→ ÜBUNGSAUFGABE
Ordne alle Zeilen unten als Markdown-Tabelle mit den Spalten „Nr.“ und „Zeile“ an und lass Leerzeilen weg. Die Bilder gehören nicht in die Antwort.

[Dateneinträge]
"""
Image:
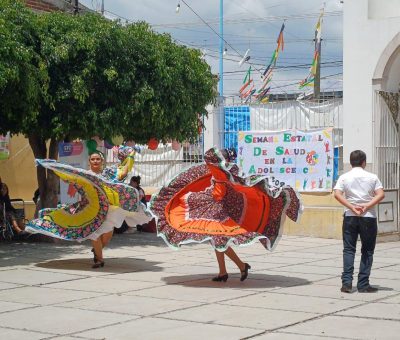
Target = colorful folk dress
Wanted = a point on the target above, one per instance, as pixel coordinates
(103, 205)
(210, 202)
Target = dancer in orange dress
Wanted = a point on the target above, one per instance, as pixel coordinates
(211, 202)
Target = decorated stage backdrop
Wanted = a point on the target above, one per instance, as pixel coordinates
(301, 159)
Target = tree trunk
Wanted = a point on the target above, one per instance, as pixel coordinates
(47, 181)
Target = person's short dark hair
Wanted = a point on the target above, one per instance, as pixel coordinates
(357, 158)
(229, 154)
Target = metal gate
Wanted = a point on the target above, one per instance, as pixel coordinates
(386, 158)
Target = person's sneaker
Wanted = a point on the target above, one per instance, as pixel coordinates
(346, 289)
(368, 289)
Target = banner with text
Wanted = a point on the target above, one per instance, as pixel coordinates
(301, 159)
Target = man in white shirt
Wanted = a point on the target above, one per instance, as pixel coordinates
(359, 191)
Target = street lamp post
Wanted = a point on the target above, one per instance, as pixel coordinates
(221, 75)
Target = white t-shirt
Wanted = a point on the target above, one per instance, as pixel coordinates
(359, 186)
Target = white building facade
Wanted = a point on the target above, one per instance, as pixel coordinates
(371, 82)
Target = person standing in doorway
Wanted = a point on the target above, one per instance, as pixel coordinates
(359, 192)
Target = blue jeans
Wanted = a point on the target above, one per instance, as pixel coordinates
(367, 228)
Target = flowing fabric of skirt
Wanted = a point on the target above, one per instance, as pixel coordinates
(103, 205)
(211, 202)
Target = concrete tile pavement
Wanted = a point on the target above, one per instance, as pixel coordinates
(148, 291)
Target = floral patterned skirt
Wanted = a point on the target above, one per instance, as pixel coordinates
(209, 203)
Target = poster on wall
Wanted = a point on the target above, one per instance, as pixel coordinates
(301, 159)
(75, 154)
(4, 146)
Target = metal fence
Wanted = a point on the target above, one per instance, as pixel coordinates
(158, 166)
(386, 138)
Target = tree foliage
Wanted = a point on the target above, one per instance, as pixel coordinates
(67, 77)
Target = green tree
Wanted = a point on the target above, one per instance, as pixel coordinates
(80, 76)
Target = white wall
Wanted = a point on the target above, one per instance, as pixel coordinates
(367, 32)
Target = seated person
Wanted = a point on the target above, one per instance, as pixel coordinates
(9, 209)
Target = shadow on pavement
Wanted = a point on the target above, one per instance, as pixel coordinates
(31, 250)
(112, 265)
(253, 281)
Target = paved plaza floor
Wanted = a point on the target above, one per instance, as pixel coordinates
(148, 291)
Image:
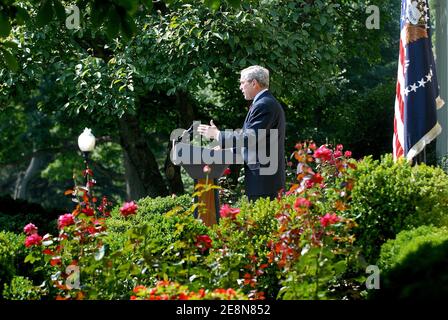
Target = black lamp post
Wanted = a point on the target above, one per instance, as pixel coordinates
(86, 143)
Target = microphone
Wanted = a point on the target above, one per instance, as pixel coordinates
(188, 131)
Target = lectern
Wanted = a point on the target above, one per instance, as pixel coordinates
(193, 159)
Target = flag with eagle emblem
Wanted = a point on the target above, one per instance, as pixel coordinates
(417, 95)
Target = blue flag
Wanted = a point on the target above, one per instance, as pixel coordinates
(417, 94)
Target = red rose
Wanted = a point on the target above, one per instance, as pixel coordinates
(302, 203)
(323, 153)
(329, 219)
(30, 229)
(33, 240)
(228, 212)
(65, 220)
(207, 169)
(88, 211)
(203, 243)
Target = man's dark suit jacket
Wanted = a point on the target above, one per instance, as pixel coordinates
(265, 113)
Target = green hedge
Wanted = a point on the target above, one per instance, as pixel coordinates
(416, 266)
(393, 252)
(11, 255)
(389, 197)
(21, 288)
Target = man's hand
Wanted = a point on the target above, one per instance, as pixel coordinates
(211, 131)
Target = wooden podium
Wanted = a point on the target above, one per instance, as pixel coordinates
(193, 159)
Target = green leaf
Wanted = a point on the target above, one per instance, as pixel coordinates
(59, 9)
(21, 16)
(213, 4)
(10, 60)
(5, 26)
(113, 23)
(234, 3)
(128, 27)
(323, 20)
(45, 13)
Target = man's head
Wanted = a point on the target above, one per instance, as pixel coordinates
(253, 80)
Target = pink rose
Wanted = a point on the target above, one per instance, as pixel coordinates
(65, 220)
(228, 212)
(203, 242)
(30, 229)
(128, 208)
(329, 219)
(302, 203)
(207, 169)
(33, 240)
(323, 153)
(337, 154)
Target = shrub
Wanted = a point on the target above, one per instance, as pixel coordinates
(21, 288)
(417, 262)
(393, 252)
(11, 253)
(392, 196)
(149, 209)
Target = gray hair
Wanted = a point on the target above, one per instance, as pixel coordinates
(258, 73)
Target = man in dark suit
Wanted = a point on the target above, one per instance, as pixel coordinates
(261, 142)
"""
→ ANTWORT ZUR ÜBUNG
| Nr. | Zeile |
|---|---|
| 1 | Image: |
| 2 | Target = colorful folk dress |
| 3 | Wanted = a point on the target above, one per instance, as pixel coordinates |
| 4 | (103, 205) |
| 5 | (210, 202) |
| 6 | Target = dancer in orange dress |
| 7 | Wanted = a point on the target above, one per instance, as pixel coordinates |
| 8 | (211, 202) |
| 9 | Target = decorated stage backdrop |
| 10 | Wanted = a point on the target above, one per instance, as pixel coordinates |
| 11 | (301, 159) |
| 12 | Target = tree trunk |
| 13 | Wanted = a point on the target above, one per instance, as pixel coordinates |
| 14 | (47, 181) |
| 15 | Target = person's short dark hair |
| 16 | Wanted = a point on the target above, one per instance, as pixel coordinates |
| 17 | (357, 158) |
| 18 | (229, 154) |
| 19 | Target = metal gate |
| 20 | Wanted = a point on the target above, one per instance, as pixel coordinates |
| 21 | (386, 158) |
| 22 | Target = person's sneaker |
| 23 | Wanted = a point on the target above, one per instance, as pixel coordinates |
| 24 | (346, 289) |
| 25 | (368, 289) |
| 26 | Target = banner with text |
| 27 | Wanted = a point on the target above, one per instance, as pixel coordinates |
| 28 | (301, 159) |
| 29 | Target = man in white shirt |
| 30 | Wanted = a point on the target above, one per instance, as pixel coordinates |
| 31 | (359, 191) |
| 32 | Target = street lamp post |
| 33 | Wanted = a point on the target above, one per instance, as pixel coordinates |
| 34 | (221, 75) |
| 35 | Target = white t-shirt |
| 36 | Wanted = a point on the target above, one per instance, as pixel coordinates |
| 37 | (359, 186) |
| 38 | Target = white building facade |
| 39 | Wanted = a point on the target above, one per instance, as pixel coordinates |
| 40 | (371, 82) |
| 41 | Target = person standing in doorway |
| 42 | Wanted = a point on the target above, one per instance, as pixel coordinates |
| 43 | (359, 192) |
| 44 | Target = blue jeans |
| 45 | Wanted = a point on the target above, one per instance, as pixel coordinates |
| 46 | (367, 228) |
| 47 | Target = flowing fabric of skirt |
| 48 | Wanted = a point on the target above, one per instance, as pixel coordinates |
| 49 | (103, 205) |
| 50 | (211, 202) |
| 51 | Target = concrete tile pavement |
| 52 | Wanted = a point on the target above, one per instance, as pixel coordinates |
| 53 | (148, 291) |
| 54 | Target = floral patterned skirt |
| 55 | Wanted = a point on the target above, one per instance, as pixel coordinates |
| 56 | (209, 203) |
| 57 | Target = poster on wall |
| 58 | Wanted = a point on the target above, one per instance, as pixel coordinates |
| 59 | (301, 159) |
| 60 | (75, 154) |
| 61 | (4, 146) |
| 62 | Target = metal fence |
| 63 | Wanted = a point on the target above, one per instance, as pixel coordinates |
| 64 | (158, 166) |
| 65 | (386, 138) |
| 66 | Target = tree foliage |
| 67 | Wanted = a point on the target above, one per instance, as pixel coordinates |
| 68 | (67, 77) |
| 69 | Target = green tree |
| 70 | Wanted = a point on the target above, one per instance, as pixel coordinates |
| 71 | (80, 76) |
| 72 | Target = white wall |
| 73 | Wanted = a point on the target above, one per instance, as pixel coordinates |
| 74 | (367, 32) |
| 75 | Target = seated person |
| 76 | Wanted = a point on the target above, one per instance, as pixel coordinates |
| 77 | (9, 209) |
| 78 | Target = shadow on pavement |
| 79 | Wanted = a point on the target above, one per instance, as pixel coordinates |
| 80 | (31, 250) |
| 81 | (112, 265) |
| 82 | (253, 281) |
| 83 | Target = paved plaza floor |
| 84 | Wanted = a point on the target above, one per instance, as pixel coordinates |
| 85 | (148, 291) |
| 86 | Image: |
| 87 | Target = black lamp post |
| 88 | Wanted = a point on the target above, one per instance, as pixel coordinates |
| 89 | (86, 143) |
| 90 | Target = microphone |
| 91 | Wanted = a point on the target above, one per instance, as pixel coordinates |
| 92 | (188, 131) |
| 93 | Target = lectern |
| 94 | Wanted = a point on the target above, one per instance, as pixel coordinates |
| 95 | (193, 159) |
| 96 | Target = flag with eagle emblem |
| 97 | Wanted = a point on the target above, one per instance, as pixel coordinates |
| 98 | (417, 95) |
| 99 | Target = blue flag |
| 100 | Wanted = a point on the target above, one per instance, as pixel coordinates |
| 101 | (417, 94) |
| 102 | Target = red rose |
| 103 | Wanted = a point on the target above, one per instance, as pixel coordinates |
| 104 | (302, 203) |
| 105 | (323, 153) |
| 106 | (329, 219) |
| 107 | (30, 229) |
| 108 | (33, 240) |
| 109 | (228, 212) |
| 110 | (65, 220) |
| 111 | (207, 169) |
| 112 | (88, 211) |
| 113 | (203, 243) |
| 114 | Target = man's dark suit jacket |
| 115 | Wanted = a point on the target above, one per instance, as pixel coordinates |
| 116 | (265, 113) |
| 117 | Target = green hedge |
| 118 | Wanted = a point on the target above, one per instance, as pixel coordinates |
| 119 | (416, 266) |
| 120 | (393, 252) |
| 121 | (11, 255) |
| 122 | (389, 197) |
| 123 | (21, 288) |
| 124 | Target = man's hand |
| 125 | Wanted = a point on the target above, one per instance, as pixel coordinates |
| 126 | (211, 131) |
| 127 | Target = wooden podium |
| 128 | Wanted = a point on the target above, one per instance, as pixel coordinates |
| 129 | (193, 159) |
| 130 | Target = green leaf |
| 131 | Wanted = a point on the target above, one per instance, as pixel coordinates |
| 132 | (59, 9) |
| 133 | (21, 16) |
| 134 | (213, 4) |
| 135 | (10, 60) |
| 136 | (5, 26) |
| 137 | (113, 23) |
| 138 | (234, 3) |
| 139 | (128, 27) |
| 140 | (323, 20) |
| 141 | (45, 13) |
| 142 | Target = man's head |
| 143 | Wanted = a point on the target above, one per instance, as pixel coordinates |
| 144 | (253, 80) |
| 145 | Target = pink rose |
| 146 | Wanted = a point on the target above, one per instance, as pixel coordinates |
| 147 | (65, 220) |
| 148 | (228, 212) |
| 149 | (203, 242) |
| 150 | (30, 229) |
| 151 | (128, 208) |
| 152 | (329, 219) |
| 153 | (302, 203) |
| 154 | (207, 169) |
| 155 | (33, 240) |
| 156 | (323, 153) |
| 157 | (337, 154) |
| 158 | Target = shrub |
| 159 | Wanted = a point on the target above, one per instance, as pixel coordinates |
| 160 | (21, 288) |
| 161 | (417, 262) |
| 162 | (393, 252) |
| 163 | (11, 253) |
| 164 | (392, 196) |
| 165 | (149, 209) |
| 166 | Target = gray hair |
| 167 | Wanted = a point on the target above, one per instance, as pixel coordinates |
| 168 | (258, 73) |
| 169 | Target = man in dark suit |
| 170 | Wanted = a point on the target above, one per instance, as pixel coordinates |
| 171 | (261, 142) |